Requirement 1.
Answer these questions about the Spark issue report below:
(a) Which component is listed for the issue?
(b) Which version does the issue list as affected?
(c) What is the name of the proposed option, and what is its default value?

Excerpt.
* Begin *

You are viewing a plain text version of this content. The canonical link for it is here.
Posted to issues@spark.apache.org by "Julien Genini (JIRA)" <ji...@apache.org> on 2015/09/29 15:14:04 UTC
[jira] [Created] (SPARK-10869) Auto-normalization of
semi-structured schema from a dataframe
Julien Genini created SPARK-10869:
-------------------------------------
Summary: Auto-normalization of semi-structured schema from a dataframe
Key: SPARK-10869
URL: https://issues.apache.org/jira/browse/SPARK-10869
Project: Spark
Issue Type: New Feature
Components: PySpark
Affects Versions: 1.5.1
Reporter: Julien Genini
Priority: Minor
today, you can get a multi-depth schema from a semi-structured dataframe. (XML, JSON, etc..)
Not so easy to deal in data warehousing where it's better to normalize the data.
I propose an option to add when you get the schema (linear, default False)
with the path for each field, and the list of the different node levels
df = sqlContext.read.json(jsonPath)
jsonLinearSchema = df.schema.jsonValue(linear=True)

* End *

Requirement 2.
Filter the listing below, copying every line that contains the string "green". Case counts.

Entries supplied.

* Begin *

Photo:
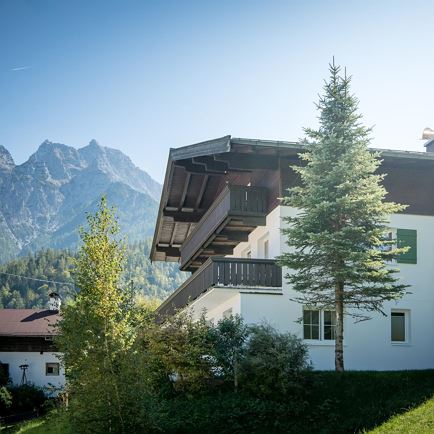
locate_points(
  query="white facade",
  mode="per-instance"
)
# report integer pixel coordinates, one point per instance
(368, 344)
(38, 373)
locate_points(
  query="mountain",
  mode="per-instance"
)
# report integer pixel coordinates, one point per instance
(47, 267)
(44, 200)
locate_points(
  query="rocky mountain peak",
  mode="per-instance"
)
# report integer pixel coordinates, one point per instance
(45, 199)
(6, 160)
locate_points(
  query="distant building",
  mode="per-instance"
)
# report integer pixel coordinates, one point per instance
(27, 351)
(220, 217)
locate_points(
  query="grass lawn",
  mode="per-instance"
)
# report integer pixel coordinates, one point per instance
(55, 422)
(420, 420)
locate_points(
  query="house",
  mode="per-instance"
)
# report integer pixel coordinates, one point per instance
(220, 217)
(27, 351)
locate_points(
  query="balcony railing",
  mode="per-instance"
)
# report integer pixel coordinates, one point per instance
(235, 273)
(245, 205)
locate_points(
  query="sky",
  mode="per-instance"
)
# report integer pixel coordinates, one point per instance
(146, 76)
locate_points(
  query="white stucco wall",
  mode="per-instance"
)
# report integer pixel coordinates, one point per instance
(36, 371)
(367, 344)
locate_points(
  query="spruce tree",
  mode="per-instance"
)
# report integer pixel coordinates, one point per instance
(338, 244)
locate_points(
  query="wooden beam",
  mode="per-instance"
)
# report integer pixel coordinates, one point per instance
(247, 162)
(201, 191)
(172, 238)
(183, 217)
(184, 190)
(191, 167)
(169, 251)
(210, 164)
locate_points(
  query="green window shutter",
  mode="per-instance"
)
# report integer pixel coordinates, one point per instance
(407, 237)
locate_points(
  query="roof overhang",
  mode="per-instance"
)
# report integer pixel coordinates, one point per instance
(197, 173)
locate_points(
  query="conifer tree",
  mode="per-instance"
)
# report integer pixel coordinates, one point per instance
(338, 244)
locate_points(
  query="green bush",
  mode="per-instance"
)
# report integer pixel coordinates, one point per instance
(272, 362)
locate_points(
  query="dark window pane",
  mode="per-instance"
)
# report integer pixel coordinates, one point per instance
(398, 326)
(315, 332)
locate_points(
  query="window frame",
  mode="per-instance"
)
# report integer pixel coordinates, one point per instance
(321, 325)
(51, 365)
(406, 313)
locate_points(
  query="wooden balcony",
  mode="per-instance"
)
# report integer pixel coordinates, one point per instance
(237, 273)
(233, 215)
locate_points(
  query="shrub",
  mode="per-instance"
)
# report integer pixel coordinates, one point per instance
(27, 397)
(272, 362)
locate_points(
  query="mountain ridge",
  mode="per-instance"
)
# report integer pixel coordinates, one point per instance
(45, 199)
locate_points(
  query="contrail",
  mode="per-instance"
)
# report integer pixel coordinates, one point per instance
(21, 68)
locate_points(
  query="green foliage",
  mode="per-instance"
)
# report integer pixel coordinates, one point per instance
(189, 357)
(179, 354)
(96, 332)
(339, 235)
(272, 362)
(229, 337)
(5, 399)
(350, 402)
(155, 280)
(338, 244)
(19, 399)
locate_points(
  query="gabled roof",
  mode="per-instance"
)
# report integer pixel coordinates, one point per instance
(28, 322)
(197, 173)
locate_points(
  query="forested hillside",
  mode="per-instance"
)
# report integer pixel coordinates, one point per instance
(156, 280)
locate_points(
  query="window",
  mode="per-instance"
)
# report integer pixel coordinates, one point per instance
(407, 238)
(266, 253)
(399, 326)
(4, 371)
(319, 324)
(311, 324)
(227, 313)
(52, 369)
(329, 324)
(403, 238)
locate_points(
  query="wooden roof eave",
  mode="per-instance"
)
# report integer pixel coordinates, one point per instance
(209, 147)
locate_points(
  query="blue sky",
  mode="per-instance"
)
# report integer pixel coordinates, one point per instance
(144, 76)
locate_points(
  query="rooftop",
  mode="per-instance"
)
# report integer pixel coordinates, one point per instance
(27, 322)
(197, 174)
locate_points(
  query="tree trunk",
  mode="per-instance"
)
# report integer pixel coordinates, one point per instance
(339, 332)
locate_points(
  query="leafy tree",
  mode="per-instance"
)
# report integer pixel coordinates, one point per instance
(337, 240)
(155, 280)
(229, 338)
(96, 333)
(179, 354)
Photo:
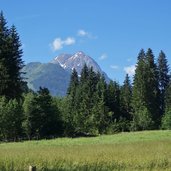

* End *

Written reply 1.
(a) PySpark
(b) 1.5.1
(c) The option is named linear, and its default value is False.

Written reply 2.
  query="green window shutter",
  query="green bush",
  query="green foliage",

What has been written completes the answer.